- Direction -
Retype the entries below verbatim, from the line containing "segment the blonde updo hairstyle" through the line containing "123L530 115L545 129L557", both ends included.

======== Given entries ========

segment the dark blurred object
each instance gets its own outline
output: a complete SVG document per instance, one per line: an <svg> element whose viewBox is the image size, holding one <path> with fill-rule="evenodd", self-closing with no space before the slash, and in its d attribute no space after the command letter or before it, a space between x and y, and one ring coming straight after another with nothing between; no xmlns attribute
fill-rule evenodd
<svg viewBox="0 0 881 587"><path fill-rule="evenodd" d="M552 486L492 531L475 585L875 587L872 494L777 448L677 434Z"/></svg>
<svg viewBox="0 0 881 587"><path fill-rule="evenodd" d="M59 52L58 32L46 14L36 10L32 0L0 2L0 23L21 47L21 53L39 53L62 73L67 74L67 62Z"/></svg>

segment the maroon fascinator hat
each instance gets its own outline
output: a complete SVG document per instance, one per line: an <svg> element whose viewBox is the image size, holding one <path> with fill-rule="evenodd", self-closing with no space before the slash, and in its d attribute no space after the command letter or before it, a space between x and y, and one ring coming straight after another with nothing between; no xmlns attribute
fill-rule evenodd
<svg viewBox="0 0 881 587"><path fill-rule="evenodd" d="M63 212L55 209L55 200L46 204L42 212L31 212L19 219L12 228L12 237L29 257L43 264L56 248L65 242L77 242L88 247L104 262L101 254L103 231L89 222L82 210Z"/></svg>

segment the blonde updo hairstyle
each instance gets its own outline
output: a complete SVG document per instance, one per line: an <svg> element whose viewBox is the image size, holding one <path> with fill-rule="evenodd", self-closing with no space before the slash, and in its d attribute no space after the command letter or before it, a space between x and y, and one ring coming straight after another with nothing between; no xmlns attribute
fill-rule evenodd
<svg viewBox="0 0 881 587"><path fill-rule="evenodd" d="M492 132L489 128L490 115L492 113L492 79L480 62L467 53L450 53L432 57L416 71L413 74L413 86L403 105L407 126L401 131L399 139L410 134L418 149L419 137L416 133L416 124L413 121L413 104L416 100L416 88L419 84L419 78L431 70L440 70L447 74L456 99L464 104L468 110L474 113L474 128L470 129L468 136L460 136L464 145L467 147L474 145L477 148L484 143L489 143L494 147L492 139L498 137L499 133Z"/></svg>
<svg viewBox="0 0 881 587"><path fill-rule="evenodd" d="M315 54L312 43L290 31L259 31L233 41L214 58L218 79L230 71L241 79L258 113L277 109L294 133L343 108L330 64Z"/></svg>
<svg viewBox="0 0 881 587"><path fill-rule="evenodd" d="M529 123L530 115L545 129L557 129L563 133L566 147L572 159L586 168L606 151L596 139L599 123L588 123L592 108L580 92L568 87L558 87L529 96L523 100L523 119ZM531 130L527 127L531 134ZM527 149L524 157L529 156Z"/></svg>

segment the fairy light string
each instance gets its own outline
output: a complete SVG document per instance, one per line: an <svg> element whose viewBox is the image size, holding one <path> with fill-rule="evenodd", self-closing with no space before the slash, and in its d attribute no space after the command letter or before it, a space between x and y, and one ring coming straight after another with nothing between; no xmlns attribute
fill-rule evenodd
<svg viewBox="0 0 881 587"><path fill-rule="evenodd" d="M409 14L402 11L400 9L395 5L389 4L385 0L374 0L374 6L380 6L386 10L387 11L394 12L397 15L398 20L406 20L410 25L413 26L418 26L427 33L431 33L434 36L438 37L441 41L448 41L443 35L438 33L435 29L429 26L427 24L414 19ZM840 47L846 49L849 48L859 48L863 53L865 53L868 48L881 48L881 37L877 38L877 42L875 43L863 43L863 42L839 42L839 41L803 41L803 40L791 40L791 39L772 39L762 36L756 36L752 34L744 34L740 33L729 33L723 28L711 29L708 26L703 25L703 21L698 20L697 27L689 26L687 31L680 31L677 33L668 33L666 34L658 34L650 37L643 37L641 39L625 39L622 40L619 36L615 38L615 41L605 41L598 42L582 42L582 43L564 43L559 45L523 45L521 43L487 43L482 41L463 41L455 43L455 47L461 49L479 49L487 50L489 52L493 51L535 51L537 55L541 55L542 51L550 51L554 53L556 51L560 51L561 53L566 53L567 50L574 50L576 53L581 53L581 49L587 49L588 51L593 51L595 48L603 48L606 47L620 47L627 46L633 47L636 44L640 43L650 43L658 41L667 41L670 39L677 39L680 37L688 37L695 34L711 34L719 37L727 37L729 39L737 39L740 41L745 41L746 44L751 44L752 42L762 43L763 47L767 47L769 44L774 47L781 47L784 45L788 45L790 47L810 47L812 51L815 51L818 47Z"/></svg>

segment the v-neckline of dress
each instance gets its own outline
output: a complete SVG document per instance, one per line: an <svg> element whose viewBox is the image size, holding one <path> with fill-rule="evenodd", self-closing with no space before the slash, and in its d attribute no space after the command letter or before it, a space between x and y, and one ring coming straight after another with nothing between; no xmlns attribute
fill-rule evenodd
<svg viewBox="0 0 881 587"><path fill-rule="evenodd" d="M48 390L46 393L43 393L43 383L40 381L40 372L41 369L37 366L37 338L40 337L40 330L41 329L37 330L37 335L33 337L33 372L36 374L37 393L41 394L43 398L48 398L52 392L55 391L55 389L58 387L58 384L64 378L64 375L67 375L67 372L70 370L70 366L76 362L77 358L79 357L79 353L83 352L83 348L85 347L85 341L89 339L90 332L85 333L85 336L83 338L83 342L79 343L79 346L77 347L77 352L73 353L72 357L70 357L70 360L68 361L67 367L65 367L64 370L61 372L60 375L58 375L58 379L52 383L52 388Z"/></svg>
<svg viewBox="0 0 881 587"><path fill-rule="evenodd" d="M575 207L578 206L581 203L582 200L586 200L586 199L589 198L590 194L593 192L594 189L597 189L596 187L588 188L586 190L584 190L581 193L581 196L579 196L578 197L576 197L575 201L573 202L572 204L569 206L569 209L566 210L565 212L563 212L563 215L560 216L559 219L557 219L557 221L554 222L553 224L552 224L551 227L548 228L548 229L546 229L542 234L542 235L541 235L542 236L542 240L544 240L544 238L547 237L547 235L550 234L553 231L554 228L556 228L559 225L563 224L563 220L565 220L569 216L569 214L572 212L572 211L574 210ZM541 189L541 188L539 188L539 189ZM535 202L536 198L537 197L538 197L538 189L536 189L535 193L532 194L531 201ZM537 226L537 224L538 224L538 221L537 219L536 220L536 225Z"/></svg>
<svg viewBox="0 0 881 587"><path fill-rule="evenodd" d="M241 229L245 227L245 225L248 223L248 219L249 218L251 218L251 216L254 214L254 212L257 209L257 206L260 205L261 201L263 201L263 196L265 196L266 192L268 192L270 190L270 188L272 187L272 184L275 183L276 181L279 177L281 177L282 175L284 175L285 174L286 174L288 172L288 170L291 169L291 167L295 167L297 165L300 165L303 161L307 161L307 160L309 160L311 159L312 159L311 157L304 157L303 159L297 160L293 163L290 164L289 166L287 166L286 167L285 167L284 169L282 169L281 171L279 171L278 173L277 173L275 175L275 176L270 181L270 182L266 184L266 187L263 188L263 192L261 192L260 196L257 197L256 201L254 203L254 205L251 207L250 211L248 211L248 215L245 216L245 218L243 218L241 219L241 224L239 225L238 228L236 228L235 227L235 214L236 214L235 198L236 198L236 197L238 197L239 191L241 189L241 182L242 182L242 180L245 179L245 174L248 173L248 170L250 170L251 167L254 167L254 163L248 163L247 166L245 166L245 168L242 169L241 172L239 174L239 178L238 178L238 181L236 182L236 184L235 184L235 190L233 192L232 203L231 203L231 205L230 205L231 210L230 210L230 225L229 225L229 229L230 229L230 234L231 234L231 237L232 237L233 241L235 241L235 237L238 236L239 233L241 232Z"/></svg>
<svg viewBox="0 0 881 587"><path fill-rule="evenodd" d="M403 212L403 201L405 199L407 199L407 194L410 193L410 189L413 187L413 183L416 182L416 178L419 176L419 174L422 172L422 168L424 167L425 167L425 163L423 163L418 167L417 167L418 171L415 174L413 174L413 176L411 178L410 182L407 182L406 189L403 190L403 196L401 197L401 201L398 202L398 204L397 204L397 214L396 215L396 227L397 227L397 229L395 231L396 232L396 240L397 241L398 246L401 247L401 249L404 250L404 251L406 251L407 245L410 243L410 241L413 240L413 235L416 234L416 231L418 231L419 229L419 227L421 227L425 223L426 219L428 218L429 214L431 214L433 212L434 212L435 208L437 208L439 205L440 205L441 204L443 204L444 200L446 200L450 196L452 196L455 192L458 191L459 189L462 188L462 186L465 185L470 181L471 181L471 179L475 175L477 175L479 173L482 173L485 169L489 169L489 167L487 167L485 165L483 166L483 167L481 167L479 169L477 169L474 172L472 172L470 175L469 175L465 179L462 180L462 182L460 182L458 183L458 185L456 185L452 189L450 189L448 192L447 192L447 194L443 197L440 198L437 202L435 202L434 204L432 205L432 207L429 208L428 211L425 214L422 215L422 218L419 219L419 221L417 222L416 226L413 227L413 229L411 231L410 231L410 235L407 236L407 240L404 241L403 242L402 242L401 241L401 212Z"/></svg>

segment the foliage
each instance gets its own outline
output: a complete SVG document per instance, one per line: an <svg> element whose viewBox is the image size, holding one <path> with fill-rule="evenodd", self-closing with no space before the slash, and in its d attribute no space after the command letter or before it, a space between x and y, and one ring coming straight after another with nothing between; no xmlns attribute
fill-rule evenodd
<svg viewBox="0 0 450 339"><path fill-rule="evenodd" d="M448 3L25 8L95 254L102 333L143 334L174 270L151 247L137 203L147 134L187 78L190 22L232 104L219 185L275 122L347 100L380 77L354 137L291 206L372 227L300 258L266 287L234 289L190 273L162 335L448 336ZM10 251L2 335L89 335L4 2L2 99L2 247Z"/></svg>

========

- Reply -
segment the blonde updo hairstyle
each instance gets its own outline
output: a complete SVG document per instance, one per line: an <svg> element whose viewBox is the image size, holding one <path> with fill-rule="evenodd", self-closing with no space before the slash, and in its d attribute no space after the command letter or before it, a space between x and y, and one ring coming straight after another with nothing between; no xmlns attribute
fill-rule evenodd
<svg viewBox="0 0 881 587"><path fill-rule="evenodd" d="M492 132L489 128L490 115L492 113L492 79L480 62L467 53L450 53L432 57L416 71L413 74L413 86L403 105L407 126L401 131L399 139L410 134L418 149L419 137L416 133L416 124L413 121L413 104L416 100L416 88L419 84L419 78L431 70L440 70L447 74L456 99L464 104L468 110L474 113L474 128L470 129L468 136L460 136L464 145L467 147L474 145L477 148L484 143L489 143L494 147L492 139L498 137L499 133Z"/></svg>
<svg viewBox="0 0 881 587"><path fill-rule="evenodd" d="M315 54L312 43L290 31L259 31L233 41L214 58L218 79L230 71L241 79L258 113L277 109L294 133L343 108L330 64Z"/></svg>
<svg viewBox="0 0 881 587"><path fill-rule="evenodd" d="M529 123L530 115L545 129L557 129L563 133L566 147L572 159L586 168L606 151L596 139L599 123L588 123L592 108L580 92L568 87L558 87L529 96L523 100L523 119ZM531 130L527 127L531 134ZM527 149L524 157L529 156Z"/></svg>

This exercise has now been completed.